CHECK YOUR UNDERSTANDING
a – From the discussion about sugar and food, extract the passage starting with "I was admitted" and going on through "it than expected.".
b – Summarize the discussion about sugar and food in two sentences.

I was only thinking this year on holiday that no more can I buy loose spuds in supermarkets on holiday in France, which ability I have only lost this last year or so. Currently one can still buy most other veg loose there, but it's only a matter of time ......

But there again when I was at work full time and rushing home to get the dinner on - pre-washed & packed stuff was a Godsend - so where's the median?
 
But there again when I was at work full time and rushing home to get the dinner on - pre-washed & packed stuff was a Godsend - so where's the median?

Exactly! So much of the debate in the UK about health misses out obvious issues around work and our lives in general.
 
I think we should be allowed to make our own choices for ourselves and our families. Sugar is just empty calories that makes things test better, bit like excessive salt. If I can avoid using salt or sugar in things I do and avoid things like coffee because I want lots of sugar and coffee mate in it.

I think people need more education, especially the professionals who are supposed to be guiding us and if Mr J Oliver thinks we have too many sugary drinks, why does he sell them in his eateries?
 
You have to re-educate your taste buds Caroline. At 22 on diagnosis I already didn't take sugar in coffee, but couldn't bear tea without about half a teaspoon - cos you know 60 years ago I already knew that too much sugar and stodge made you fat and by 50 years ago, we ALL wanted to be Twiggy.

I was admitted to hospital - MEGA thirsty. They brought me a cup of tea they said I couldn't have sugar. I drank it. OK it was vile but it WAS liquid. By the next day - I'd given up sugar in tea and was enjoying it !

Put sugar in a drink of tea or coffee now and I'll spit it out, tastes sort of sour/rancid/off - NOT sweet !
 
Sugar is only a problem because they stick it in everything, then the other rubbish goes in. Go buy a pre packed sandwich, as diabetics we know looking at it what to expect, yet there is so much more carbs, sugar and fats in it than expected.
The hardest thing i find about being diabetic is understanding food, and with packaging renaming certain ingredients with different names, just to hide what they stick in it.
If you tax sugar then you have to tax fats, processed food, red meat where does it end??
alcohol and cigarettes are taxed very heavy, yet people still smoke and drink.
I think we need real education on what we consume, not going to stop everyone, but i think it would make more impact than tax.

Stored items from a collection
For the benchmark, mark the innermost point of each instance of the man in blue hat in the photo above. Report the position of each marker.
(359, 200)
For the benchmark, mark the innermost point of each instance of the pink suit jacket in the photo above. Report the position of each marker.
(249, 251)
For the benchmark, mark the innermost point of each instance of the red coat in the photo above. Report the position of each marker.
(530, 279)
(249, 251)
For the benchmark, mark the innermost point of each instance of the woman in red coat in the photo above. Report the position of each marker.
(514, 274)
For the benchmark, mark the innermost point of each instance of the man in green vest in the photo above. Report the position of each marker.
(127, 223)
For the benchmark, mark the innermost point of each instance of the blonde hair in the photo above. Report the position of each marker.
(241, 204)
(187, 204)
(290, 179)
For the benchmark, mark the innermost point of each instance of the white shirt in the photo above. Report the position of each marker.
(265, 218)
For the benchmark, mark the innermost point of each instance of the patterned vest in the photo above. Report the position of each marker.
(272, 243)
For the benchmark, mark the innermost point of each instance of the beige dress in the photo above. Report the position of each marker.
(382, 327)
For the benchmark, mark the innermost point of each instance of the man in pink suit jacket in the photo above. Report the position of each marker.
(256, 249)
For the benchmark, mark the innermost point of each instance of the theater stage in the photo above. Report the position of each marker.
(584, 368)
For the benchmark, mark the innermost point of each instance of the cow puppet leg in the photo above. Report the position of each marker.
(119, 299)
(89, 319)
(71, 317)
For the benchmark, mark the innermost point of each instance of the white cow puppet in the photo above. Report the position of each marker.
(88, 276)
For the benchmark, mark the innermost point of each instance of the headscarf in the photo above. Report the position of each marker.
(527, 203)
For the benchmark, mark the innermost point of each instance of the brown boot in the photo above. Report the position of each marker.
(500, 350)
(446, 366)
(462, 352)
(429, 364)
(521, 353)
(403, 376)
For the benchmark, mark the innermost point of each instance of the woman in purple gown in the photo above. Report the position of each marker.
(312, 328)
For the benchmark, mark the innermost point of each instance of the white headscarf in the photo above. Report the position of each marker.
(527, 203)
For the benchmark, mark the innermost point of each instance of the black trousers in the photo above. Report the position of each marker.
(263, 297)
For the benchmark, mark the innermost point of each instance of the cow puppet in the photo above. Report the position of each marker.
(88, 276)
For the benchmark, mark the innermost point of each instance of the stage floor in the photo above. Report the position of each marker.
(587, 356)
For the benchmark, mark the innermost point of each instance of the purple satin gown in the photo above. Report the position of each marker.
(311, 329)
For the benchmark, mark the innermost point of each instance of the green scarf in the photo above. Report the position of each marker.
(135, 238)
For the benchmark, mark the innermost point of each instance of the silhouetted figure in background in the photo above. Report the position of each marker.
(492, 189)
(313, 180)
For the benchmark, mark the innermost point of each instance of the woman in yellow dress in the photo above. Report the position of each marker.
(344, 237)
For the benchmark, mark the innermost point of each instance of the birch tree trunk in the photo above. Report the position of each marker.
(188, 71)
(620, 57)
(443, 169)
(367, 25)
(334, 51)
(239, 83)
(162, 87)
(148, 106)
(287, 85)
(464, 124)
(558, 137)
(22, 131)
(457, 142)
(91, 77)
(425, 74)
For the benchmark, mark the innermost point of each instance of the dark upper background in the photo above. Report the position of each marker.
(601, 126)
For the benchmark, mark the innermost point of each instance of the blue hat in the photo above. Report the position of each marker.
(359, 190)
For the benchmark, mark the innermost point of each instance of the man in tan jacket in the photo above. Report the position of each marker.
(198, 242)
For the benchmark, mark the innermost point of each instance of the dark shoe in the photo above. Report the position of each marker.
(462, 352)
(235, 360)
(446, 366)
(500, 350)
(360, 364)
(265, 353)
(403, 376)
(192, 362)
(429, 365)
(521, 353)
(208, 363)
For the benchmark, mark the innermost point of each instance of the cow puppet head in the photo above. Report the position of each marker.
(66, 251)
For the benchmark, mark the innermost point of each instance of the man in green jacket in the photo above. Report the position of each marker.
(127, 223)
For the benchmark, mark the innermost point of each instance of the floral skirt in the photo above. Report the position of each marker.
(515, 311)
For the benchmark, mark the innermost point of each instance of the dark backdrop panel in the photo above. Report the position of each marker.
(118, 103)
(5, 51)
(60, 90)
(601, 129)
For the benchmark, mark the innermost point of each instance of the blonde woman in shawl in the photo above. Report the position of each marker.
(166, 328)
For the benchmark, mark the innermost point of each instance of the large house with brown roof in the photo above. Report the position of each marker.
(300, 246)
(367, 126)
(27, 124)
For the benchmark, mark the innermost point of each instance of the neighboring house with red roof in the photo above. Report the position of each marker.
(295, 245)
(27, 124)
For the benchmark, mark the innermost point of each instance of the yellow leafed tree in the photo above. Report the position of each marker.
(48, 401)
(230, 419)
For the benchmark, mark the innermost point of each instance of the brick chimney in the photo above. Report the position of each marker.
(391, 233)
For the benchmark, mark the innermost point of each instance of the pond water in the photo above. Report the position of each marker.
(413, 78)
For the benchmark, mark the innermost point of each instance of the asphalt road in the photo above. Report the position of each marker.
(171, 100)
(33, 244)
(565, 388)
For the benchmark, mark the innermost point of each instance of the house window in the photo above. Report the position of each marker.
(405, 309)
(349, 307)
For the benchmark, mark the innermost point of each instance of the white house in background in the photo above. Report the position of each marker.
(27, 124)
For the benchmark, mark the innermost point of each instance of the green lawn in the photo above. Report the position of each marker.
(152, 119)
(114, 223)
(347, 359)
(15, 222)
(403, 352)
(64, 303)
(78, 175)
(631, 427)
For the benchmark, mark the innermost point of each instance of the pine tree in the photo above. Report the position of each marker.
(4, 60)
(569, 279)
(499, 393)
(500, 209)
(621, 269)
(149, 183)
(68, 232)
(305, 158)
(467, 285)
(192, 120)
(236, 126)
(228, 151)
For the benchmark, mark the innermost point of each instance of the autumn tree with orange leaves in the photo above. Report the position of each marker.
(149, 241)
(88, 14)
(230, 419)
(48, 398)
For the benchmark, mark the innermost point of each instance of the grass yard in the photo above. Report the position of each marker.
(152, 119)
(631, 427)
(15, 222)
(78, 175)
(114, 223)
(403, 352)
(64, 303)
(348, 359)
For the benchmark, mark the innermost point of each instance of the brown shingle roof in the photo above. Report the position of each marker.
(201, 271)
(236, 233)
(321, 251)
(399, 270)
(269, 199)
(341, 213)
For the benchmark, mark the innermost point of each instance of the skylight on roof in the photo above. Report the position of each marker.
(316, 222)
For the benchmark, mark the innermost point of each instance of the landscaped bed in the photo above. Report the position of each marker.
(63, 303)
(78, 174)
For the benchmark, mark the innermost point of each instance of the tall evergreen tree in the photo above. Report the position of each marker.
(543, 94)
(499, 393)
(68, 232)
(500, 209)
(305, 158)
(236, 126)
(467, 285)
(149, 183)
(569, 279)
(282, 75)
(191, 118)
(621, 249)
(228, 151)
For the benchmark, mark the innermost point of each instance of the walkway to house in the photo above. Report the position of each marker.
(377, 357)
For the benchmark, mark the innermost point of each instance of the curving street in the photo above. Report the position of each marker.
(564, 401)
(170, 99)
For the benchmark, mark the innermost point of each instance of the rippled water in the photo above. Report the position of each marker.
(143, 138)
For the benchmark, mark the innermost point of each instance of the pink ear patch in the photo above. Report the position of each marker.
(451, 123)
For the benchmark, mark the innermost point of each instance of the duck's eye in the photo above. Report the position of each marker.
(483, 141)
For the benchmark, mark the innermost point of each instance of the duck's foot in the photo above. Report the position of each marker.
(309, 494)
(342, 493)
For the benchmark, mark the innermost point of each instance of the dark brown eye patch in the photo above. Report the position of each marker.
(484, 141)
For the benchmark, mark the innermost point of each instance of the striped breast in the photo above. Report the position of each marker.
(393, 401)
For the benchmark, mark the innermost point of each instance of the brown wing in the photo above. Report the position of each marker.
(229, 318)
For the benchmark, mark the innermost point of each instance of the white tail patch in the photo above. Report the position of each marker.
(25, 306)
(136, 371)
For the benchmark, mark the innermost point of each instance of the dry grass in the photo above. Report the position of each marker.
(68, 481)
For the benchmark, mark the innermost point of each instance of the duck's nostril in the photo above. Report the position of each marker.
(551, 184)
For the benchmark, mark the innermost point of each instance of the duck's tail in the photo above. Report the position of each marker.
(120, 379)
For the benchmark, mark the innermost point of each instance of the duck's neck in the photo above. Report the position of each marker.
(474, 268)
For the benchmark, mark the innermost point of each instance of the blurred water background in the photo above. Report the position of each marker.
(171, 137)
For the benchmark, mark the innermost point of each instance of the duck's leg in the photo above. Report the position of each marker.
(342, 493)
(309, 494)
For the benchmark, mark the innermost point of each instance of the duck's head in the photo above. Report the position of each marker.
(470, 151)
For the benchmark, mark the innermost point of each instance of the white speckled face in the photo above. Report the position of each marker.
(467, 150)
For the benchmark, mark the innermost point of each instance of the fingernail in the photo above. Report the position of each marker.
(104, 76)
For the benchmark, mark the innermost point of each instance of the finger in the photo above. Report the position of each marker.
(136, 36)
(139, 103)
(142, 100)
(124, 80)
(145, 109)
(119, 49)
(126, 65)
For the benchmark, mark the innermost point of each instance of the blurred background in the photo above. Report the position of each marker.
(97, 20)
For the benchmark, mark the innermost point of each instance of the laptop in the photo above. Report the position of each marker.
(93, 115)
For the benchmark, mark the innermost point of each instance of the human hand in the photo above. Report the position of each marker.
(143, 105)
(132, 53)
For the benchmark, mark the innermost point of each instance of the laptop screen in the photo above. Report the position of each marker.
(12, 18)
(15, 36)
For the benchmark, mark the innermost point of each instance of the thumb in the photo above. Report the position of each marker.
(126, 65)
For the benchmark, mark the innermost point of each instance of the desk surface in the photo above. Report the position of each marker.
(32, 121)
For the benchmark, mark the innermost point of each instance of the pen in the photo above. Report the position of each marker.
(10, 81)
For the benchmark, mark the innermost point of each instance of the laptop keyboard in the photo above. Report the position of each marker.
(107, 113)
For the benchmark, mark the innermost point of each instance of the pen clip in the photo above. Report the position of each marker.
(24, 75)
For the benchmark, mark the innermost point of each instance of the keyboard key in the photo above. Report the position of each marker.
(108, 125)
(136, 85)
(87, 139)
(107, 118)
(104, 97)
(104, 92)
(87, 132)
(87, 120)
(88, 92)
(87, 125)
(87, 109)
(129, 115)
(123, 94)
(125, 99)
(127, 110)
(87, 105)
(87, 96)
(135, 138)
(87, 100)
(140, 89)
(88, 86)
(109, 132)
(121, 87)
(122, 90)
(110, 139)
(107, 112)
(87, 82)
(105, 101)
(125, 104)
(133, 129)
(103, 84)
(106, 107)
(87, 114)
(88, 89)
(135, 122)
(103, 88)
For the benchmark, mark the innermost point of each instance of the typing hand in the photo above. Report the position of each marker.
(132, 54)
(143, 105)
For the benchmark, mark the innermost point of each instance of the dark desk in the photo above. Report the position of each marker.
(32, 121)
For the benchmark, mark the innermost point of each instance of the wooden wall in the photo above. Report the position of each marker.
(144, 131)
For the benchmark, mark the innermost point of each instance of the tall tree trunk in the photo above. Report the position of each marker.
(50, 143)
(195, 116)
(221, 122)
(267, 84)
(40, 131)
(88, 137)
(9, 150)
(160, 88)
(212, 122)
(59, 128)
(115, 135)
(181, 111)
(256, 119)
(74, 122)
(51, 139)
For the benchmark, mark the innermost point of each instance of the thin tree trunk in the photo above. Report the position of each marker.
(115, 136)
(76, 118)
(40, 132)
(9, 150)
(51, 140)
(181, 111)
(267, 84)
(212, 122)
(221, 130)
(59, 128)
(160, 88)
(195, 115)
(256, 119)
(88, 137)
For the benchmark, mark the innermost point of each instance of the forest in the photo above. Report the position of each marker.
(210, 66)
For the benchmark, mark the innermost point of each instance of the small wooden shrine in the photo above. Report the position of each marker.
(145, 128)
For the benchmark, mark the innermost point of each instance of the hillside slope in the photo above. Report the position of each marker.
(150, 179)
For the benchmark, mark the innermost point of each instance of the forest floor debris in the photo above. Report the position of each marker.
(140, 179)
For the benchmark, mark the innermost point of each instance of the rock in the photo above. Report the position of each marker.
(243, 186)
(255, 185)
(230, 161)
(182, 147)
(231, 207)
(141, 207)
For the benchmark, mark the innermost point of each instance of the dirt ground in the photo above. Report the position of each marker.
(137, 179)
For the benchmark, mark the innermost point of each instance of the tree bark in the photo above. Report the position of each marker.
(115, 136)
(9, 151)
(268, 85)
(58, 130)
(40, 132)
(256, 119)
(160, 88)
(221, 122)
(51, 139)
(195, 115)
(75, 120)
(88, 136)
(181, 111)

RESPONSES BY ITEM NUMBER
a –
I was admitted to hospital - MEGA thirsty. They brought me a cup of tea they said I couldn't have sugar. I drank it. OK it was vile but it WAS liquid. By the next day - I'd given up sugar in tea and was enjoying it !

Put sugar in a drink of tea or coffee now and I'll spit it out, tastes sort of sour/rancid/off - NOT sweet !
 
Sugar is only a problem because they stick it in everything, then the other rubbish goes in. Go buy a pre packed sandwich, as diabetics we know looking at it what to expect, yet there is so much more carbs, sugar and fats in it than expected.

b – Posters weigh the convenience of pre-washed, packed food against concerns about sugar, and one describes giving up sugar in tea during a hospital stay and now finding sweetened tea or coffee sour rather than sweet. Others complain that sugar is put into everything and hidden behind renamed ingredients, and argue that real education about what we consume would make more impact than a tax.